A wind of Californian love continues to blow through the high-end label Amiri, founded by American-Iranian Mike Amiri in 2013. The man who is currently in the running for the prestigious title of “American Menswear Designer of the Year” at the mythical CFDA Awards imagined himself as a musician or screenwriter… and yet. In 2021, his name is on everyone’s lips in the fashion empire.
If his first love was music and cinema, Mike Amiri has found a balance in the art of design, incorporating all the underground influences that have shaped him. He got his start in the business by creating custom pieces for musicians such as Axl Rose and Steven Tyler while his studio was located in the basement of a Thai restaurant. When he went on to create his first AMIRI collection, it was an exclusive capsule launched in 2014 in collaboration with Maxfield, a famous Los Angeles retailer. It included ripped jeans, leather jackets and all sorts of pieces that combined streetwear and punk rock DNA.

Natural language region descriptions:
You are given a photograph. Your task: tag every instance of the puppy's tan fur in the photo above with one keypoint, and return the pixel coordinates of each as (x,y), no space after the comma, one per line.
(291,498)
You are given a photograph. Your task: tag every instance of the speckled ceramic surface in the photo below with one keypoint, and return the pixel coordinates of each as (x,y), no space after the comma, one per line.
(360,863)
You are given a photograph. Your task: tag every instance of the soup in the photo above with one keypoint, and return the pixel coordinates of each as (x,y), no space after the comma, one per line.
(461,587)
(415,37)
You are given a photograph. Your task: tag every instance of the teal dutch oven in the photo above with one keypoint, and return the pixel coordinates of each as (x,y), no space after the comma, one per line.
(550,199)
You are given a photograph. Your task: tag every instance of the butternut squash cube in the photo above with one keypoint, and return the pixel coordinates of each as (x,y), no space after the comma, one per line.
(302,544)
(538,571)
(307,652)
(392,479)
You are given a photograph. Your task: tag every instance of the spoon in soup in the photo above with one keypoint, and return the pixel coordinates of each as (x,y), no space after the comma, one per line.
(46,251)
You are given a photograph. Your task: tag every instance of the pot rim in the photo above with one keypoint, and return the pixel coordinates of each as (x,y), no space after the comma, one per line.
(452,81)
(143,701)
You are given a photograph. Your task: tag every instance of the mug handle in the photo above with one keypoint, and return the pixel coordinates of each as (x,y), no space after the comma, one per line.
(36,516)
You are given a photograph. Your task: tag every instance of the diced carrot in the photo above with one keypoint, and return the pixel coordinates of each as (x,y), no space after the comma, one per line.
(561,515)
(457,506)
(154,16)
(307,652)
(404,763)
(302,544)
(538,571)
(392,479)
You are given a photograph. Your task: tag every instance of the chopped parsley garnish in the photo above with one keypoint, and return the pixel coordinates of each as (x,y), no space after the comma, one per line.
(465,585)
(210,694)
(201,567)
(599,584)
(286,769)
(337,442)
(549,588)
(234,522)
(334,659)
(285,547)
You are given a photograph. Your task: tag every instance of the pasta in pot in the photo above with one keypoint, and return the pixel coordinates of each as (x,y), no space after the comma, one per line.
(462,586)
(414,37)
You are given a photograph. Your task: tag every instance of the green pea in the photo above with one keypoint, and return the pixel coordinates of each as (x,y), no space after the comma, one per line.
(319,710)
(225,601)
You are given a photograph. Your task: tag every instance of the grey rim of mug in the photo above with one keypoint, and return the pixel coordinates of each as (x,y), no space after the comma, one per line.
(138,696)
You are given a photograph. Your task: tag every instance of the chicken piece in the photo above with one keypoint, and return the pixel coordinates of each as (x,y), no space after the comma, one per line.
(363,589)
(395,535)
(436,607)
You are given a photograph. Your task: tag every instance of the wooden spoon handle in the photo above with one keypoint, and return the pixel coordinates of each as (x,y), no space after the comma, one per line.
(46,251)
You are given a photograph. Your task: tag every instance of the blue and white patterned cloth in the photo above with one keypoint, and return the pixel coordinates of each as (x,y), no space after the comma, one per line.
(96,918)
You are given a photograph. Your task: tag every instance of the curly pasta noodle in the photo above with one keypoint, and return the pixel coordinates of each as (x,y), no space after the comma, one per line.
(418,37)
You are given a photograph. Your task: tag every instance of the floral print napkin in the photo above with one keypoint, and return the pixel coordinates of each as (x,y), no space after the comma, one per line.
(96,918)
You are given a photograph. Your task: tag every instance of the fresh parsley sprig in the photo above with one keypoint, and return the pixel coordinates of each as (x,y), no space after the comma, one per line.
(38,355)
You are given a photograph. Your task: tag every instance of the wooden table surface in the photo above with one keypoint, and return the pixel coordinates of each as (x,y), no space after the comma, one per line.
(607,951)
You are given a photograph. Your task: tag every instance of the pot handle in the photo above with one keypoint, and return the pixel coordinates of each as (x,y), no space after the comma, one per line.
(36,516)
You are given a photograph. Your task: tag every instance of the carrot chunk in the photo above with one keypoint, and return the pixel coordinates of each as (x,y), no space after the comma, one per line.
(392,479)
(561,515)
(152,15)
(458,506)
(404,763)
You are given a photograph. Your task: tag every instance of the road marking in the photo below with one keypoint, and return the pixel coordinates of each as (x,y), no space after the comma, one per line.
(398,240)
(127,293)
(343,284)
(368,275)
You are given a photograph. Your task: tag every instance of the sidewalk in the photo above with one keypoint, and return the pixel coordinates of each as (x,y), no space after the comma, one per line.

COMPLETE THE FOLLOWING:
(1) Answer these questions from the passage about Mike Amiri:
(a) In what year was the Amiri label founded?
(b) Where was his studio located when he made custom pieces for musicians?
(c) With which Los Angeles retailer was his first AMIRI collection launched?
(2) Carry on the passage about Mike Amiri from where it stops.

ANSWER SECTION:
(1)
(a) 2013
(b) In the basement of a Thai restaurant
(c) Maxfield

(2)
After the success of this capsule collection, the brand expanded its distribution in 2015 and Mike Amiri introduced women’s ready-to-wear, sneakers (and more broadly shoes) and accessories. In 6 years, his pieces are already sold in the world’s most coveted luxury retailers. He also became one of the first brands in the menswear market where most of the manufacturing is based in Los Angeles. Exceptional materials and destructive aesthetics become Amiri’s DNA.
From Harry Style, The Weeknd and Justin Bieber to rappers such as A Boogie wit da Hoodie, Pop Smoke and Lil Baby, the world of pop and rap now only has eyes for Amiri. And judging by the latest SS22 collection, both casual and sophisticated, unveiled in a film shot in Las Vegas, that’s not about to change. He will soon open two new shops, one in New York and one in the famous Sin City, to further expand this luxurious and authentic empire.